It's not just Abasi who doesn't make the distinction between sectors in Israeli society, neither do Iranian missiles. The missile that hit downtown Haifa, in the campaign against Iran, damaged the company's offices. "Even before that, my biggest fear was that my employees would be hit. We have couriers driving everywhere," he recalls. "Then it reached my home. When the missile fell near us, we had already gone down to the protected area. Luckily, it ended with slight earth shattering and part of the ceiling in the office falling in. It's not just physical damage, some people were afraid to continue working from the office."
The war not only caused damage to HAAT, it also helped the company expand in cities like Akko, Afula and Karmiel, at a time when it was difficult for residents, who were under frequent rocket fire, to leave their homes to buy food. Instead of focusing on geographic expansion, HAAT identified a business opportunity and added necessary services and products from supermarkets, restaurants, and medicine deliveries, computer games, and the option to pay in cash - and still use its digital wallet to buy virtual products such as: Netflix subscriptions.
After the guns fell silent, the company is now returning to the geographic expansion plan and is also daring to look overseas again. "There are many more countries to which we can bring value, Morocco is one of them, but there are also countries like Cyprus, Greece, Germany, and countries in Africa that do not have the payment infrastructures that we know in the West," Abasi explains the vision.
Didn’t want to be a doctor and the parents cut support
Abasi is the fourth of five children. His father is a sports teacher and his mother is a housewife who left school after junior high. His parents raised him to be a doctor, but when they realized he was actually interested in computers, they stopped supporting him financially. "I excelled in math as a child and was labelled as gifted. Everyone wanted me to study medicine, because that's what smart kids do in Arab society," he says. "I disappointed my parents by following my heart, going against expectations and choosing to specialize in computer science. I became a doctor at the Technion, but not a doctor of medicine, which is what my mother had hoped for."
Ultimately, Abasi says, the decision not to support him was a "great blessing" for him. He began working after-school hours at McDonald's and saved money to study computer science at the Technion. It ended with ten years of study at the prestigious institution and three degrees in computer science. Even today, when he is already a father of three and CEO of a growing startup, he finds time to teach courses at the Technion. "I have been teaching for half of my life, I started when I was 18 and today I am already 36. I really enjoy it thanks to my supportive family, headed by my wife, who allows me all this space."

━━━━

• To do:
Translate this sentence from the text about Abasi into Spanish: "His father is a sports teacher and his mother is a housewife who left school after junior high." The entries that follow come from a separate source, not from the text about Abasi and his company.

━━━━

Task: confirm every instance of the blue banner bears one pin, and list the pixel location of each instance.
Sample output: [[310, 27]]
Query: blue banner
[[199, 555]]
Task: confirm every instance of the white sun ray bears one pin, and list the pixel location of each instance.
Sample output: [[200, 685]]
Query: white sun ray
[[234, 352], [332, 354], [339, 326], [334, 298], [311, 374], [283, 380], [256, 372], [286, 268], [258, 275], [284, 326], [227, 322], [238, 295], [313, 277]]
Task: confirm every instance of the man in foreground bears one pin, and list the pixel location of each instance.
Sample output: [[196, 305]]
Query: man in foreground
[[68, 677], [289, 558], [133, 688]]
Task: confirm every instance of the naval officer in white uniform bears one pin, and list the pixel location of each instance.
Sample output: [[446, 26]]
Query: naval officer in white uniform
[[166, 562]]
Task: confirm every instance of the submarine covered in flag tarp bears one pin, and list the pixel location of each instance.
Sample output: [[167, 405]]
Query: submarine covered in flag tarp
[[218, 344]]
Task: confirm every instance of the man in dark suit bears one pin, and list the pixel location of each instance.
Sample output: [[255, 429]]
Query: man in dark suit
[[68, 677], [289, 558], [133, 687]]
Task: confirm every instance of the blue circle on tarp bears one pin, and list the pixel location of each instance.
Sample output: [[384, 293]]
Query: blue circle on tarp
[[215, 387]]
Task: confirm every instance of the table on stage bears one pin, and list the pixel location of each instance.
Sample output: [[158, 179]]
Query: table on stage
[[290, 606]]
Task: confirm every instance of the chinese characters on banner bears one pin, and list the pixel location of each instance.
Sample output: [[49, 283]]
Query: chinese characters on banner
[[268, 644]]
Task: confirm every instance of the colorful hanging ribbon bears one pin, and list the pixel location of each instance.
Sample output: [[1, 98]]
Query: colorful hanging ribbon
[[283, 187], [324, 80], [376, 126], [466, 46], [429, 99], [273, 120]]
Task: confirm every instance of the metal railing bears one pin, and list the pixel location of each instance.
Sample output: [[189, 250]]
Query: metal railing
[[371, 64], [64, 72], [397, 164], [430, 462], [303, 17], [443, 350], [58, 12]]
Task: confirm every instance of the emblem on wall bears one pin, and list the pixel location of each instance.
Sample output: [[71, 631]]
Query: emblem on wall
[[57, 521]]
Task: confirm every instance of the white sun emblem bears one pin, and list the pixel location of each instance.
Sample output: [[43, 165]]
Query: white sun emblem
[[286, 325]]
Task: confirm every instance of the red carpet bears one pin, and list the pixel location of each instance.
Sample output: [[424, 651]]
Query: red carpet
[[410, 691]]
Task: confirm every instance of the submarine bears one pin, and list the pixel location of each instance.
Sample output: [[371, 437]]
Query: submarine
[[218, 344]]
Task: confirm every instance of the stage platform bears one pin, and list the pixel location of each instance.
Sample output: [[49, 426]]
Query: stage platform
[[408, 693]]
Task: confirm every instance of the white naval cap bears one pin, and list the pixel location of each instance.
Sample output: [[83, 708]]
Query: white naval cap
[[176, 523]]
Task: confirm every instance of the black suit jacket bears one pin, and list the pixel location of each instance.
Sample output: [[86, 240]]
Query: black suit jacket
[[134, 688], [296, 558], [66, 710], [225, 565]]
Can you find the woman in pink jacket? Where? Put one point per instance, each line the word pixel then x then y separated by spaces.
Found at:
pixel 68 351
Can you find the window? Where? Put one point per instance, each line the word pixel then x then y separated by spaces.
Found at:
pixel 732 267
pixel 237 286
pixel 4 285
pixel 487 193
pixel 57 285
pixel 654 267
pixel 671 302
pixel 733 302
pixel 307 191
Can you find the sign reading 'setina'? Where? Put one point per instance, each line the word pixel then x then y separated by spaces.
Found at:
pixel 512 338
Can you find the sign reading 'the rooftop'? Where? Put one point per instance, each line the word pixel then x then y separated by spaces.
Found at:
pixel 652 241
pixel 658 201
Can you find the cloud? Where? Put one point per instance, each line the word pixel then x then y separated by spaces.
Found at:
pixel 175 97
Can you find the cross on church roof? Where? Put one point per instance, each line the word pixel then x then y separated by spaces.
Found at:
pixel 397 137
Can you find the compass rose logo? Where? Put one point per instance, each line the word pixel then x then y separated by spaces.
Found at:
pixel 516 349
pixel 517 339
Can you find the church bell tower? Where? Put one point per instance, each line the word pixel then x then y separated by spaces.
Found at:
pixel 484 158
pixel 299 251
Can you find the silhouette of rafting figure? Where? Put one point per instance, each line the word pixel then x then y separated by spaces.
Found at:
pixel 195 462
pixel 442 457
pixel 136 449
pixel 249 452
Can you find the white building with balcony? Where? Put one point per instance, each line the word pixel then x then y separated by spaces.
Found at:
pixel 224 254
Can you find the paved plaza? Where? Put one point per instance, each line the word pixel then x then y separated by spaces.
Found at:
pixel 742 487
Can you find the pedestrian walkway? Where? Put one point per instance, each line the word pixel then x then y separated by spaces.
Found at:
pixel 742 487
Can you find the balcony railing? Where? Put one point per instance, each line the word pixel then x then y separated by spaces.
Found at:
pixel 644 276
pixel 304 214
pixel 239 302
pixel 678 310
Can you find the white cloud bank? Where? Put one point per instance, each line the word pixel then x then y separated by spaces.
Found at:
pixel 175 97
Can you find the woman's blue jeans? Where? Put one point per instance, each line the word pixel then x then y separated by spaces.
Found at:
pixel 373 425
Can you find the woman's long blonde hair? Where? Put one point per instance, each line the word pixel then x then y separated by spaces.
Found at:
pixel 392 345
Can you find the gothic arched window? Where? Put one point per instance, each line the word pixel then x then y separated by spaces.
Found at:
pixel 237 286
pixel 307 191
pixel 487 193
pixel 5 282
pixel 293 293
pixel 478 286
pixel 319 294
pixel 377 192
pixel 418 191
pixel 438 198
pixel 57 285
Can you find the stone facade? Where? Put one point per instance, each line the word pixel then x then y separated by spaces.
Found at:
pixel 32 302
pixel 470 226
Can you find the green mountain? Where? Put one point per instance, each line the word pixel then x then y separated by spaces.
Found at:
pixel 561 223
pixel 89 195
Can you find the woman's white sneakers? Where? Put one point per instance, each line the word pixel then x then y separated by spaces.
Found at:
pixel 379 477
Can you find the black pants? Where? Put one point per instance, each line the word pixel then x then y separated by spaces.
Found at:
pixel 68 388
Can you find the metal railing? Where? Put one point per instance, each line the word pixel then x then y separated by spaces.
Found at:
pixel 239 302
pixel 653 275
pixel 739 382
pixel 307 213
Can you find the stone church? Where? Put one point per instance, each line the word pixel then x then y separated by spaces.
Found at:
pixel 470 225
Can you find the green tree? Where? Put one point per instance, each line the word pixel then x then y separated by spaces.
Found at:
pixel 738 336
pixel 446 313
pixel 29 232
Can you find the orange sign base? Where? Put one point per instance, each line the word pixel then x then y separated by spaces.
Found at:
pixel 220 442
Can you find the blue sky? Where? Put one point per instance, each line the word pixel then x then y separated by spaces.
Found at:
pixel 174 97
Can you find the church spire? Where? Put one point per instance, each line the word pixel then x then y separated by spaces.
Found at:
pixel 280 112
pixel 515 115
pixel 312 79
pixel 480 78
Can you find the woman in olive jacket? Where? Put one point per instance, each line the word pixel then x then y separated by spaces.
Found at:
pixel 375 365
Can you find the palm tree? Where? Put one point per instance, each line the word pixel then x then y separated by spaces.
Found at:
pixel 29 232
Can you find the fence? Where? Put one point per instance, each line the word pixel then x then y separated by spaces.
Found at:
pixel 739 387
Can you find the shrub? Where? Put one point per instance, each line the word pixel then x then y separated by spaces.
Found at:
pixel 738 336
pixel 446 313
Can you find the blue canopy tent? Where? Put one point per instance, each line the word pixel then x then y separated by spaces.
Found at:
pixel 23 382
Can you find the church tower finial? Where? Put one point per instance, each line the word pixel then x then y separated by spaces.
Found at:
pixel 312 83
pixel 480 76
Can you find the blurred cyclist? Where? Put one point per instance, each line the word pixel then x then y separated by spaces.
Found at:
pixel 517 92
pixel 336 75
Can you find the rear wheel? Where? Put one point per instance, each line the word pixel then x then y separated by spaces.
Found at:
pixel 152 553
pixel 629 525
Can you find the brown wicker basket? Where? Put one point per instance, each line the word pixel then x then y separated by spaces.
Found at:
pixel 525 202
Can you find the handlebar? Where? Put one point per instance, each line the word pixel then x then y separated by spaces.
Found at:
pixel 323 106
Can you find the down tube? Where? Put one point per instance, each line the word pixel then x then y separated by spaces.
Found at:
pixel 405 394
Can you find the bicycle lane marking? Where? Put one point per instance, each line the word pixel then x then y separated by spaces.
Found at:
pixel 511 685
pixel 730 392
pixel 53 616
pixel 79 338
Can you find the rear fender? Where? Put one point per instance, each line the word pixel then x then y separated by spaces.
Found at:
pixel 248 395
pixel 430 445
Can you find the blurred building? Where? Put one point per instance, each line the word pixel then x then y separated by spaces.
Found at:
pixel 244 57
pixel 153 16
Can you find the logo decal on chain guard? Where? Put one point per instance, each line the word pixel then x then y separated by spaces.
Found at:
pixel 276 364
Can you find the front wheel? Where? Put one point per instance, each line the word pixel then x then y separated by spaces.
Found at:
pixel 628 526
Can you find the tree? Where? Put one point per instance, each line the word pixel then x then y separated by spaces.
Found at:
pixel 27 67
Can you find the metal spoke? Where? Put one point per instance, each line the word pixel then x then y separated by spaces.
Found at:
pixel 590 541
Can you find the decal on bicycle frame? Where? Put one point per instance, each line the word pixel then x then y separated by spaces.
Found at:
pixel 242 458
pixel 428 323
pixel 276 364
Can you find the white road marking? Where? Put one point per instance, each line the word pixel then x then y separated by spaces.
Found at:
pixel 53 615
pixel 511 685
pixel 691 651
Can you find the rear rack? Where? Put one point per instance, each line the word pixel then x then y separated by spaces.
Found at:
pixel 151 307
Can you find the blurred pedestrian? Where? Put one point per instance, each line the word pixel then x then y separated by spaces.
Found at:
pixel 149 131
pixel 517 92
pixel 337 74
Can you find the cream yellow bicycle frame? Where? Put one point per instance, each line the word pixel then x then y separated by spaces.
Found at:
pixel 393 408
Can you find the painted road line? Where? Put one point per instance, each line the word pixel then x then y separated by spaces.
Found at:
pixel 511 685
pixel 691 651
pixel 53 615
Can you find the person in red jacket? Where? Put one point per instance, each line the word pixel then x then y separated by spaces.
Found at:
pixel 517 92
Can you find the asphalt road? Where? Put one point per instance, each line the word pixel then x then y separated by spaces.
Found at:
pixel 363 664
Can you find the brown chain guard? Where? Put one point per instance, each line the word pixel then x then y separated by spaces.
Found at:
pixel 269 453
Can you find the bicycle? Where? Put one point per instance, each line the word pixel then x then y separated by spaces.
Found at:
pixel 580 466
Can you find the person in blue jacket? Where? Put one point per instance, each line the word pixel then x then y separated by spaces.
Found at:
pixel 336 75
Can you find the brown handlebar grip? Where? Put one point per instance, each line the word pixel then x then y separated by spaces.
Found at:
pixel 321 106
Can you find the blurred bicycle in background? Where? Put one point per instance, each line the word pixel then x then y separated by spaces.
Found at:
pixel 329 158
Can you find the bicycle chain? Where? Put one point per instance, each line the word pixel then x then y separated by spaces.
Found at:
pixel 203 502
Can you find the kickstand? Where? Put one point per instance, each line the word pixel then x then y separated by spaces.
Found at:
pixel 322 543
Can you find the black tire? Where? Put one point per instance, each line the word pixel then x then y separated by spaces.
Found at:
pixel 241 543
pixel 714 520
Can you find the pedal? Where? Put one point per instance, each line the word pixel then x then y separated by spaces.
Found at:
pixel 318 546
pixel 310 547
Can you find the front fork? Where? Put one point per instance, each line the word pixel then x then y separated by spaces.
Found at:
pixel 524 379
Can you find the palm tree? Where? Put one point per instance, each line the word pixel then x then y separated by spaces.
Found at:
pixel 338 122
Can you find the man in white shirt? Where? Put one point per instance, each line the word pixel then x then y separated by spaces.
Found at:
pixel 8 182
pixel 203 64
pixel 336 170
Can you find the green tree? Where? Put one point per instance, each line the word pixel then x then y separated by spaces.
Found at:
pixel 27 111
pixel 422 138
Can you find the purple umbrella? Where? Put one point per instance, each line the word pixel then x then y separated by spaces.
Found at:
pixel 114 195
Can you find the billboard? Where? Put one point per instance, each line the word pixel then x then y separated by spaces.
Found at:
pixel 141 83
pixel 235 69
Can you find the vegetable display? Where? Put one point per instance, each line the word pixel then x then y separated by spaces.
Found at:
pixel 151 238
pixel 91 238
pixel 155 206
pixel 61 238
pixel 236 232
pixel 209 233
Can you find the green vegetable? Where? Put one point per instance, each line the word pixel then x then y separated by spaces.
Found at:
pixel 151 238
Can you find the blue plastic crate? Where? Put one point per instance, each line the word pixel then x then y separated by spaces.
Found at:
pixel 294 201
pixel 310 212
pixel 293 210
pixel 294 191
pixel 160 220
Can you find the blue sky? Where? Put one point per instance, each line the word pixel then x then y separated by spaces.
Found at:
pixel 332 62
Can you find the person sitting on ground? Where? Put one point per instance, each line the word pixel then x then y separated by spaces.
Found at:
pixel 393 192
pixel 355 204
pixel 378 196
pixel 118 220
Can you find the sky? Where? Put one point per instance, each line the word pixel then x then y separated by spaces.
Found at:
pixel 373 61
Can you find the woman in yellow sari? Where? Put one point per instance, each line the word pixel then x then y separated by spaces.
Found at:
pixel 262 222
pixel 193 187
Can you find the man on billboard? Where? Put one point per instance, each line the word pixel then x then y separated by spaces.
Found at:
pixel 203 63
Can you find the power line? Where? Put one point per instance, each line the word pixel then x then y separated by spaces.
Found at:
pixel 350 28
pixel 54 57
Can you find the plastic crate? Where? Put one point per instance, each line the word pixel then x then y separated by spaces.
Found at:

━━━━

• Task response:
Su padre es profesor de educación física y su madre es ama de casa que dejó la escuela después de la secundaria básica.